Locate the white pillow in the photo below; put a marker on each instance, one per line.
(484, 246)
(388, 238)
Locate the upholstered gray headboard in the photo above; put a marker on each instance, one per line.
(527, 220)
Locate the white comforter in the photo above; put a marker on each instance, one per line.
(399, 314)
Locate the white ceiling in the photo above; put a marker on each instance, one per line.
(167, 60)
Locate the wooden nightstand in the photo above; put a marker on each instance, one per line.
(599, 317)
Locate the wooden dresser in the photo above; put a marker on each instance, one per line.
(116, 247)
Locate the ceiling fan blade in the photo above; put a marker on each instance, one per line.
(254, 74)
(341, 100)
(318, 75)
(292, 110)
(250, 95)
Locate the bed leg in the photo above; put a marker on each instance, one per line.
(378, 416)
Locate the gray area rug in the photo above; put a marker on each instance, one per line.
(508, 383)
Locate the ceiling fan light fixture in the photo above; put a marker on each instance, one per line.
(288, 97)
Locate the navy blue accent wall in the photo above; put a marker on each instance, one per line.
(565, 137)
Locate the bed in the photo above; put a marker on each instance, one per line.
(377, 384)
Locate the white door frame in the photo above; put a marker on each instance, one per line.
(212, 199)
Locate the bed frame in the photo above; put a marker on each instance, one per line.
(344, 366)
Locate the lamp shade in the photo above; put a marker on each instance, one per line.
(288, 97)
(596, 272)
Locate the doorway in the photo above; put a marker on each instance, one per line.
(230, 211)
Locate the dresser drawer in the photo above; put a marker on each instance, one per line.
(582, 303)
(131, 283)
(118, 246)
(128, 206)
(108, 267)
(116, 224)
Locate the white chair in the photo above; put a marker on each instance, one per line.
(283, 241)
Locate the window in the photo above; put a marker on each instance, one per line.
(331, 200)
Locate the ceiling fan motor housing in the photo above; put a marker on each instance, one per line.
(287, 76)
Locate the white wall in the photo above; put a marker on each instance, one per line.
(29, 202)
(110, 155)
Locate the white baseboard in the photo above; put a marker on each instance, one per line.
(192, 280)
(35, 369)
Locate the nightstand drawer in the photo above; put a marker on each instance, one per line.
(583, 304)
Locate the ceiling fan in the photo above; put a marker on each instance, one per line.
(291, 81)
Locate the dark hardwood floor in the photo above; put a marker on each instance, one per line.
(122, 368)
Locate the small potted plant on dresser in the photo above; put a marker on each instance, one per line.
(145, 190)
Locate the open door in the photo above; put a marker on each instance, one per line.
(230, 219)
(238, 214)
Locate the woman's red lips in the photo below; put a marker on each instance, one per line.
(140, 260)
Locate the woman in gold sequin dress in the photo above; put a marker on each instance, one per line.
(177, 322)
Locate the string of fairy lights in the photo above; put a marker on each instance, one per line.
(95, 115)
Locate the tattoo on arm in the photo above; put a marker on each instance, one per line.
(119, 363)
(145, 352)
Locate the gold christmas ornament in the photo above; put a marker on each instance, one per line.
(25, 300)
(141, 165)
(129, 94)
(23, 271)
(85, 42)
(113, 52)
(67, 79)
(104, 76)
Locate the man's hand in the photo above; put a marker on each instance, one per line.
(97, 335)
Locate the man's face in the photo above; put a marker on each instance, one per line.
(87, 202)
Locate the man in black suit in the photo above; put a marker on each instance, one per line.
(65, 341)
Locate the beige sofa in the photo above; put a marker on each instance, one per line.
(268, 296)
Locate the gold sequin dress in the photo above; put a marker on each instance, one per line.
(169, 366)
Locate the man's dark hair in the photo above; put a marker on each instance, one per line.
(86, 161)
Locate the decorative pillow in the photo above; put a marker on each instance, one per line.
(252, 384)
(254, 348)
==*==
[Your objective]
Copy all of the data. Keep every word exactly as it is.

[Task result]
Locate the white pillow in the photo below; put a marker on each instance, one per line.
(484, 246)
(388, 238)
Locate the upholstered gray headboard in the photo above; put a marker on each instance, one per line.
(527, 220)
Locate the white comforter in the photo above; put a marker on each instance, one per line.
(399, 314)
Locate the white ceiling in the photo above; put a marker on each instance, one per line.
(167, 60)
Locate the wooden nightstand in the photo above; put a marker on each instance, one per line.
(599, 317)
Locate the wooden dresser in the photo above; put a marker on each instance, one per line.
(116, 247)
Locate the ceiling fan blade in the photo above; put a marker on each instance, one per line.
(254, 74)
(341, 100)
(318, 75)
(292, 110)
(250, 95)
Locate the bed leg in the photo above; put a marker on each instance, one per line.
(378, 416)
Locate the gray area rug in the photo above; put a marker on each instance, one per line.
(508, 383)
Locate the ceiling fan light fixture in the photo above; put a marker on each instance, one per line.
(288, 97)
Locate the navy blue accent wall in the photo above; put a marker on each instance, one per line.
(565, 137)
Locate the bed in the photo above; put a marker on each instance, one per line.
(377, 384)
Locate the white door frame in the photo above; put a marker on each instance, one per line.
(212, 199)
Locate the bed frame in the photo above; put a marker on each instance, one per line.
(344, 366)
Locate the lamp shade in the photo above; put a marker on each instance, one per line.
(288, 97)
(596, 272)
Locate the doorway in the photo above; put a marker on each instance, one per line.
(230, 211)
Locate the dresser drawer in the photo above; put a marker on each instance, one per line.
(582, 303)
(131, 283)
(118, 246)
(128, 206)
(108, 267)
(116, 224)
Locate the white chair in the photo above; put a marker on each instance, one per line.
(283, 241)
Locate the window in the photo above; put a marker on each instance, one per line.
(331, 200)
Locate the ceiling fan motor housing in the photo above; put a marker on each instance, one per line.
(287, 76)
Locate the white wall in the photo above; put a marker on each instance, one per line.
(29, 202)
(110, 155)
Locate the white baseboard in the photo above; put a marker on each instance, one per line.
(192, 280)
(35, 369)
Locate the nightstand drawer in the photo above; put a marker on each instance, one per line.
(583, 304)
Locate the ceiling fan in the photo above; put a marker on each instance, one per line.
(291, 81)
Locate the dark hardwood floor in the photo above; put a marker on each instance, one per line.
(122, 368)
Locate the small potted plant on dresser in the photo above; put a marker on each instance, one per line.
(145, 190)
Locate the open door in the photo above; put a marker on each instance, one per line.
(230, 219)
(238, 214)
Locate the woman's red lips in the photo below; put a marker on each instance, one per line.
(140, 260)
Locate the woman in gold sequin dress in the photo above; put a marker on each instance, one per line.
(177, 322)
Locate the string of fairy lights in the photo above; put a marker on each instance, one per line.
(95, 115)
Locate the tattoo on arm in the photo above; put a marker on each instance, one per line.
(119, 363)
(145, 352)
Locate the gold christmas ornament in the photo above; put a marker on each instance, one per line.
(25, 300)
(141, 165)
(129, 94)
(23, 271)
(85, 42)
(113, 52)
(67, 79)
(104, 76)
Locate the man's hand in the photo above; put a marker on each instance, one per line.
(97, 335)
Locate the man's face in the photo above; put a marker on each instance, one per line.
(87, 202)
Locate the man in black suit in the photo above; put a marker on each instance, one per line.
(65, 341)
Locate the beige sofa in the photo above; put a marker on each instance, one per line.
(268, 296)
Locate the gold sequin dress in the photo above; put a marker on each instance, one per line.
(169, 366)
Locate the man's dark hair in the photo above; put a marker on each instance, one per line.
(86, 161)
Locate the decorative pillow in the photo above; put a marker on each instance, one per line.
(252, 384)
(254, 348)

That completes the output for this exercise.